*SET TASK:*
Reproduce every line of the items below, shifting only the x and y coordinates in the answers up by 57 and leaving all other numbers unchanged.
#### GIVEN RECORDS
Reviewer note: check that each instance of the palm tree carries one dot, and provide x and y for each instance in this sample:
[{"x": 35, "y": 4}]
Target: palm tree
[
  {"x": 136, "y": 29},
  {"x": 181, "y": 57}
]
########
*TASK OUTPUT:*
Reviewer note: check that each instance of the palm tree carries one dot, and provide x and y for each instance in this sample:
[{"x": 35, "y": 4}]
Target: palm tree
[
  {"x": 193, "y": 86},
  {"x": 238, "y": 114}
]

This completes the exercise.